• Given exercise A: List every software technology named in the forum thread about web framework testing, including languages, frameworks, and components.
• Given exercise B: In the forum thread about web framework testing, what should each submitted test represent?
• Given exercise C: Write the next part of the forum thread about web framework testing, starting after its final sentence.

## BEGIN Selected excerpt

Clearly, our project is about testing web application frameworks and platforms
(we just say "frameworks" for conservation of typing). Testing NIO vs.
InputStreams, for example, in isolation is a different project.

But as part of a web framework—let's say you had a framework that provided
support for both NIO and InputStreams—we'd be happy to include the multiple
permutations.

Obviously, this is within reason. If you submitted 512 permutations, I might
have a small heart attack. Also, a general principal that we ask all
participants to bear in mind is that each test should represent a viable
production-grade configuration. This guideline might rule out a great number
of wilder permutations.

------
eggbrain
These web framework tests have been really interesting to look at, and each
time I've been saddened to see that Rails/Ruby, the framework/language I
program with most days, is consistently near the bottom. With Adequate Record
now being merged into master, I'm hoping we start climbing the speed test
records.

## END Selected excerpt
## BEGIN Given entries

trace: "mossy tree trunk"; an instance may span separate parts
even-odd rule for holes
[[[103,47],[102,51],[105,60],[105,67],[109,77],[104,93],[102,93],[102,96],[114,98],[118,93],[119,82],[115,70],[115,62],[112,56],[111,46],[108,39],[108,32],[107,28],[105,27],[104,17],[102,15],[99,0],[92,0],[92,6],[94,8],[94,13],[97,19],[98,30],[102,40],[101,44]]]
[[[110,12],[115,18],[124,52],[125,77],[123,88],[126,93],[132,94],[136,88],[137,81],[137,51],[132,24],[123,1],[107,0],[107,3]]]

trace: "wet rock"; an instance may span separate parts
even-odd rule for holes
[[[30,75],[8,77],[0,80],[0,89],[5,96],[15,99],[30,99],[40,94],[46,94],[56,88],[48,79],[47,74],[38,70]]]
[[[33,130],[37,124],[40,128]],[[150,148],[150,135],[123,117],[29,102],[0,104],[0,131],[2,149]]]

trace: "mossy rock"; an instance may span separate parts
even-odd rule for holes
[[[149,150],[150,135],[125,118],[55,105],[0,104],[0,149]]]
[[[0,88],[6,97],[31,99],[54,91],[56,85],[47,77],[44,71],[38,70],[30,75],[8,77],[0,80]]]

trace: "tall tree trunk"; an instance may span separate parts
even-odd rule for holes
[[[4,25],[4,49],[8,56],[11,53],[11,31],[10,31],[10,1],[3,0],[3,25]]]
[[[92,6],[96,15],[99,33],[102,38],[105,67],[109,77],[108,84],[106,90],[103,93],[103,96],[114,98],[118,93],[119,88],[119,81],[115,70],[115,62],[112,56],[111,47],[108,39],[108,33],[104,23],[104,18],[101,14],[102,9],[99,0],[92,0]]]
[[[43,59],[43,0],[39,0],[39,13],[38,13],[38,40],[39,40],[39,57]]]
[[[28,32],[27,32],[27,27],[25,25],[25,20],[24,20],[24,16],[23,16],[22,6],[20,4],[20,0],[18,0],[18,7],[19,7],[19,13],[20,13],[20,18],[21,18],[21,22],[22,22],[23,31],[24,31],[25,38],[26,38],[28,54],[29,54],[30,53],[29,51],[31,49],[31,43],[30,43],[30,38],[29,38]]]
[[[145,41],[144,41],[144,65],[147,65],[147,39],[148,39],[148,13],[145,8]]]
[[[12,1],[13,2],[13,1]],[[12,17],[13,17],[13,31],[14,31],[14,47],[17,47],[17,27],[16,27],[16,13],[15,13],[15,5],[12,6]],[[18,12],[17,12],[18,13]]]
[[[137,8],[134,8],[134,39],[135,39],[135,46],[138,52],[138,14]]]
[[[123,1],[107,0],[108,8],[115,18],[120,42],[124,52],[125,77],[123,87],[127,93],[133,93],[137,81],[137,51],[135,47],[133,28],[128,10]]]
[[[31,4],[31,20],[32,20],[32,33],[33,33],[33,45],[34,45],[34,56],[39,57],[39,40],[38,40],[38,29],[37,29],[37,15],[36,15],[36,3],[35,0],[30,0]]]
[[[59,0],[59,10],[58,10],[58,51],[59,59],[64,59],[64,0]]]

## END Given entries

• Right answer A: NIO, InputStreams, Rails, Ruby, Adequate Record

• Right answer B: Each test should represent a viable production-grade configuration.

• Right answer C:
But a question that keeps coming up in my mind is that there are metrics that
would be much harder to compare, but might be more useful in my book.

For example, I'd love to see a "framework olympics" where different developers
build an agreed upon application/website on an agreed upon server using their
favorite framework. The application has to be of some decent complexity, and
using tools that an average developer using the framework might use.

In the end, you could compare the complexity of the code, the average page
response time, maintainability/flexibility, and the time it took to actually
develop the app and the results could let developers know what they sacrifice
or what they gain by using one framework over the other. I know a lot of these
metrics could reflect the developer themselves vs the actual framework, but it
might also be a tool to let you know what an average developer, given a
weekend, might be able to produce. It would also help me to see an application
written a ton of different ways -- so I can make good decisions about what
framework to choose based on my needs.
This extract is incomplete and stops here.